Your task is to print all of the material verbatim.

++++

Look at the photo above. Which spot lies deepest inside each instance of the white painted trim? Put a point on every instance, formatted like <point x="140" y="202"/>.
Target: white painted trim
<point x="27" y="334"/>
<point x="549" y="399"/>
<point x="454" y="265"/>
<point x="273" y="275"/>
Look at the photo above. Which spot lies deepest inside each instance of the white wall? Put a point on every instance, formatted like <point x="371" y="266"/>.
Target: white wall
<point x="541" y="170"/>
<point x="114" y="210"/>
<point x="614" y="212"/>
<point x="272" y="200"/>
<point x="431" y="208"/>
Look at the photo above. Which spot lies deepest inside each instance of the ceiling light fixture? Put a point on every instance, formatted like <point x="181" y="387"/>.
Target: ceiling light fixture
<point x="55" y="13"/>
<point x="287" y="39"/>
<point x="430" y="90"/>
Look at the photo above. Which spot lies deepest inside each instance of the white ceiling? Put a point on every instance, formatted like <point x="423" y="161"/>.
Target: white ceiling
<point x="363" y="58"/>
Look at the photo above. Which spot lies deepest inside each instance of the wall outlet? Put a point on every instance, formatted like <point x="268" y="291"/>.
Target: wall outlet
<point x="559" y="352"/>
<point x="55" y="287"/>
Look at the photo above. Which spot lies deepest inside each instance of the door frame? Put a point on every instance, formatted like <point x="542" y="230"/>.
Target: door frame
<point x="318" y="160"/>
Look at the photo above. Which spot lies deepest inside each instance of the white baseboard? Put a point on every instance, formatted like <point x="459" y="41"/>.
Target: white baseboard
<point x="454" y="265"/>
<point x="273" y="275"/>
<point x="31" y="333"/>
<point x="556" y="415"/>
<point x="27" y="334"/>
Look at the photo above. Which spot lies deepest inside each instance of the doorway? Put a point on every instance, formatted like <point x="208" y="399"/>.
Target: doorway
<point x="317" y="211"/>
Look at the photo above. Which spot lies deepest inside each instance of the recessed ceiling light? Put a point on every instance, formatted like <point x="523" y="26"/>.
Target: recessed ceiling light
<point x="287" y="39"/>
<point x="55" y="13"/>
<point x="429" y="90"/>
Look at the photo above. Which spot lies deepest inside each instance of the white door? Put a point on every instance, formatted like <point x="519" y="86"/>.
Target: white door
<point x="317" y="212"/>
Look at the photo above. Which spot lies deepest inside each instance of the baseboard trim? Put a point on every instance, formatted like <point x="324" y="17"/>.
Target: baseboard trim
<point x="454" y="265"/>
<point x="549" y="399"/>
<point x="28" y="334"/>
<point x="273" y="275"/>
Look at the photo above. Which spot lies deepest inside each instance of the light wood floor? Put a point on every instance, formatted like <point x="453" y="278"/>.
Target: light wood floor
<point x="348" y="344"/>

++++

* TASK OUTPUT *
Look at the photo above. Which spot lies deepest inside each instance of the white painted trim? Put a point on every instance, formatted like <point x="140" y="202"/>.
Target: white painted trim
<point x="27" y="334"/>
<point x="549" y="399"/>
<point x="454" y="265"/>
<point x="273" y="275"/>
Look at the photo above. Which spot lies deepest inside each instance of the white wall? Put a point on every instance, formatted like <point x="371" y="266"/>.
Target: white wall
<point x="541" y="170"/>
<point x="114" y="210"/>
<point x="614" y="212"/>
<point x="272" y="200"/>
<point x="431" y="208"/>
Look at the photo above. Which spot lies deepest inside each instance of the ceiling light fixture? Put a point on every instance, formatted like <point x="181" y="387"/>.
Target: ceiling light fixture
<point x="55" y="13"/>
<point x="287" y="39"/>
<point x="430" y="90"/>
Look at the photo above. Which spot lies deepest inside each instance of the white ceiling? Put a point on every instance, formatted like <point x="423" y="161"/>.
Target: white ceiling
<point x="363" y="58"/>
Look at the photo above. Which spot lies deepest inside each instance of the wall outlet? Put a point on every instance, formatted like <point x="268" y="291"/>.
Target: wall outlet
<point x="559" y="352"/>
<point x="55" y="287"/>
Look at the photo above. Which spot lies deepest inside each instance of the door frame? Put a point on every instance, formatted like <point x="542" y="230"/>.
Target: door frame
<point x="318" y="160"/>
Look at the photo above. Which spot lies deepest inside each instance of the white baseboard? Put a point on every instance, formatted like <point x="459" y="41"/>.
Target: white baseboard
<point x="454" y="265"/>
<point x="273" y="275"/>
<point x="31" y="333"/>
<point x="556" y="415"/>
<point x="27" y="334"/>
Look at the photo above. Which spot lies deepest inside each instance of the doorway? Put a point on every instance, formatted like <point x="208" y="399"/>.
Target: doorway
<point x="317" y="211"/>
Look at the photo above. Which spot lies deepest inside each instance of the recessed ceiling light? Put a point on every instance, formatted like <point x="523" y="26"/>.
Target: recessed ceiling light
<point x="287" y="39"/>
<point x="55" y="13"/>
<point x="429" y="90"/>
Look at the photo above. Which spot lies deepest inside each instance of the white door? Put a point on every instance, formatted like <point x="519" y="86"/>.
Target: white door
<point x="317" y="212"/>
Look at the photo above. Which spot lies deepest inside each instance of the baseboard trim? Put a point on every instance, formatted like <point x="324" y="17"/>.
Target: baseboard trim
<point x="454" y="265"/>
<point x="549" y="399"/>
<point x="28" y="334"/>
<point x="273" y="275"/>
Look at the photo above. Which spot lies deepest inside each instance of the light wood floor? Put a point on every instance, formatted like <point x="453" y="278"/>.
Target: light wood floor
<point x="348" y="344"/>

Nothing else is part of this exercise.